Reproduce every one of the records below word for word, leaving out the pictures.

### PROVIDED ENTRIES ###

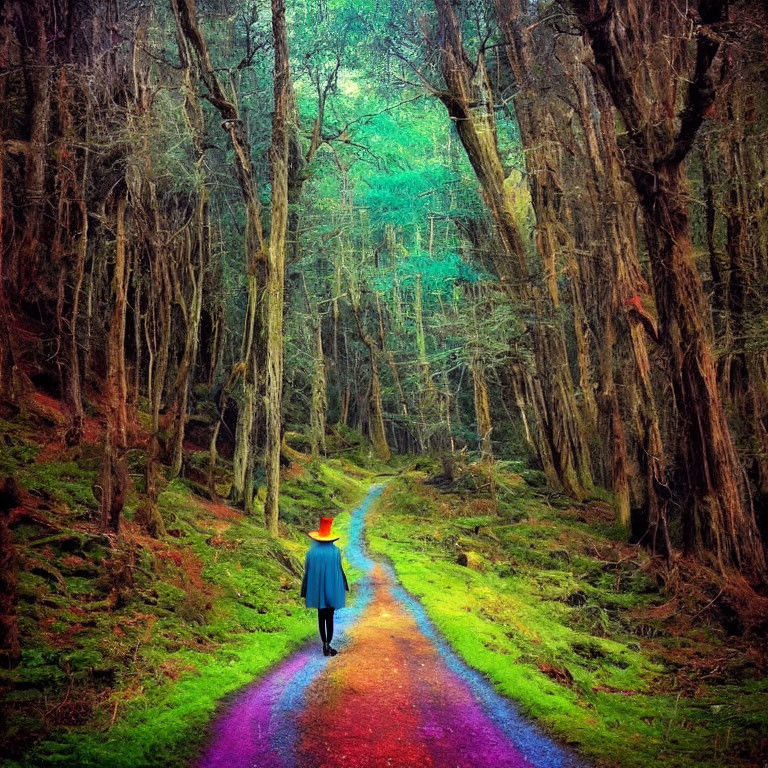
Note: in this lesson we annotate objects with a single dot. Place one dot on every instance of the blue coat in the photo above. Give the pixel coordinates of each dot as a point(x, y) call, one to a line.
point(324, 581)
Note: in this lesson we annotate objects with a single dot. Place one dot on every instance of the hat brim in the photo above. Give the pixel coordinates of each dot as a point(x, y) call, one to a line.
point(317, 537)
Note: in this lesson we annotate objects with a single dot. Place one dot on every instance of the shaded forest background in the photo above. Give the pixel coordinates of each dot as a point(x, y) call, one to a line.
point(502, 230)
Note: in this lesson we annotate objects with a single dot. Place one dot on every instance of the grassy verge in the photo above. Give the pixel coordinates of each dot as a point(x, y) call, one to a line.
point(542, 598)
point(128, 649)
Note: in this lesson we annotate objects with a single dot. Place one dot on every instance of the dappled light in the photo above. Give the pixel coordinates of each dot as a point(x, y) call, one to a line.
point(383, 383)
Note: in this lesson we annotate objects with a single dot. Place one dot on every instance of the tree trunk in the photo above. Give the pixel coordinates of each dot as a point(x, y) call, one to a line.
point(273, 325)
point(114, 471)
point(718, 523)
point(469, 101)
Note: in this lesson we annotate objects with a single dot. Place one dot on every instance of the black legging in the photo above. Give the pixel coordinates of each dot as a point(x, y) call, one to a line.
point(325, 624)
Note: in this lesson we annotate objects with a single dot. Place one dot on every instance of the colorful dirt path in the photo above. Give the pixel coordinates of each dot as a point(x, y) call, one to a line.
point(396, 696)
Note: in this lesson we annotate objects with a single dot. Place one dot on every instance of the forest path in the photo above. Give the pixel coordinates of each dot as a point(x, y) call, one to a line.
point(396, 696)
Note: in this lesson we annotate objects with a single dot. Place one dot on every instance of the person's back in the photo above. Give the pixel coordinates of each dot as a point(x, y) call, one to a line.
point(324, 585)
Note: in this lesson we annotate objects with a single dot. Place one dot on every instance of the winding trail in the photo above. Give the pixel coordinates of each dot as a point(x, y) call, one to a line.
point(396, 696)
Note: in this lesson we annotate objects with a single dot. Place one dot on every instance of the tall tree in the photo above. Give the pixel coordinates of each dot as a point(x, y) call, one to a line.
point(641, 51)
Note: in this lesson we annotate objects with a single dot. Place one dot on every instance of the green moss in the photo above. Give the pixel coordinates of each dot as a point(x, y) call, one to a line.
point(152, 637)
point(553, 637)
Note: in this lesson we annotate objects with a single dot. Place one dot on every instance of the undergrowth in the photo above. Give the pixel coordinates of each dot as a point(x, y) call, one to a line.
point(541, 596)
point(130, 645)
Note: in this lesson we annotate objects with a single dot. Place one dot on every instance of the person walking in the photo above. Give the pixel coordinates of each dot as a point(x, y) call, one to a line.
point(324, 585)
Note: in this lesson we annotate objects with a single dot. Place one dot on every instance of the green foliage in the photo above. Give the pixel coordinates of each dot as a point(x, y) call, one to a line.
point(148, 638)
point(541, 616)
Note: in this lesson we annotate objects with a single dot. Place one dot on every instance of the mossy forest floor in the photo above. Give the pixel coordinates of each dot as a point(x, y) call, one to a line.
point(540, 596)
point(129, 646)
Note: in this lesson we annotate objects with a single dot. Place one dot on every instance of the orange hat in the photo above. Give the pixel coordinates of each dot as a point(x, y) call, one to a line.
point(324, 534)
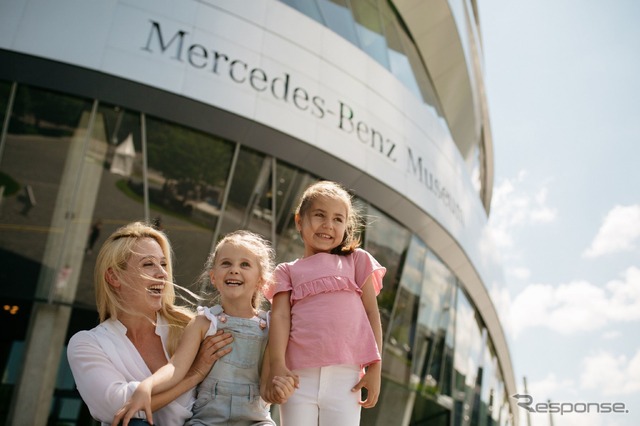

###

ANSWER IN FULL:
Note: in this lesson we annotate objects with a single dot. Place one dot on every instance of the blue coat in the photo above. Give the pixel coordinates of each dot as a point(x, y) call, one to a line.
point(324, 581)
Note: in this lesson we annotate objects with a single dot. Place one dot on every instance of the hat brim in the photo above. Give the pixel coordinates of each dot as a point(x, y) call, one to a line.
point(317, 537)
Note: in this lesson we annotate objects with a single dot. Place one dot on every instance of the shaded forest background in the photo above. Give the pixel coordinates of each dot as a point(x, y) call, one to a line.
point(502, 230)
Note: in this lesson we annotate objects with a single dot. Place one dot on every instance of the grassy verge in the photo above. Give the pixel coordinates of each dot as a point(x, y) call, one to a line.
point(542, 598)
point(128, 649)
Note: in this lesson we annotate objects with a single dot. Place one dot on every instance of the dappled light in the photo above. Give the pixel coordinates of each dot as a point(x, y) call, one to a line.
point(383, 383)
Note: in this lesson we annotate objects with a single dot. Place one dot on every instance of the tree trunk in the photo above. Give the pixel coordinates of each dot as a point(x, y) call, one to a line.
point(273, 325)
point(114, 471)
point(718, 523)
point(469, 101)
Note: in this lesson we annotate objects with a single dot. Place one dot on every instance of the black legging in the photo above. Give the pixel coordinates of each dot as a point(x, y) call, one to a line.
point(325, 624)
Note: in this lesson we annotate objects with a single dot. Place one dot on every instance of the colorful dirt path in the photo above. Give the pixel coordinates of each dot as a point(x, y) call, one to a line.
point(396, 696)
Note: in this lesson we annotate objects with a single dot. Place one dot on every instance of the forest path in the photo above. Give the pixel coordinates of each dot as a point(x, y) call, one to a line.
point(396, 696)
Note: in this lesson we annotate objects with a single dot. Place one dot on every instance of the person's back in the photo above. Give the pixel coordinates of each dot as a point(x, y) call, one to a line.
point(324, 585)
Note: in this lesson we annotate objects with a single dot. Place one dot on every instance of the winding trail in the photo above. Give the pixel coordinates of each dot as a point(x, y) call, one to a line.
point(396, 696)
Note: in this lesson we annotate objects with a single dot. Place one dot on every instance of the tall tree in the photo above. Give the pixel coordinates of each dot as a point(x, y) call, one to a line.
point(641, 51)
Note: in this lesson we annotate objects with a single dot. Place one dot on every instance of the green moss in the photo above. Give the pixel coordinates of each dot as a point(x, y) call, one to a line.
point(152, 637)
point(553, 637)
Note: in this lesson we annotate objects with a single dot. Place one dot on every instance of the undergrowth in the photo above. Give the pixel coordinates of each dot as a point(x, y) call, one to a line.
point(541, 596)
point(130, 645)
Note: in this lesson we annotate objects with a single dot. Place one dot on every instance of the person walking in the photo above. Give the pixel coordinates of each dot as a point(x, y) call, one to a line.
point(324, 585)
Note: in this lesson we annotate objects with a single dot. Place one dot on every instance of the green foliage in the photo above. Give the pixel coordinates of each dot as a point(x, y) call, one to a line.
point(148, 638)
point(541, 616)
Note: in this lesson we annotate objects with a single dot. Place one dot on every instance of the mossy forest floor in the photo above. Give the pixel coordinates of each dot as a point(x, y) call, one to a line.
point(540, 596)
point(129, 646)
Note: in this lesson we annotate objects with a single dot. Place one dot on every instance of the orange hat in the photo above. Give the pixel coordinates of each dot as a point(x, y) call, one to a line.
point(324, 534)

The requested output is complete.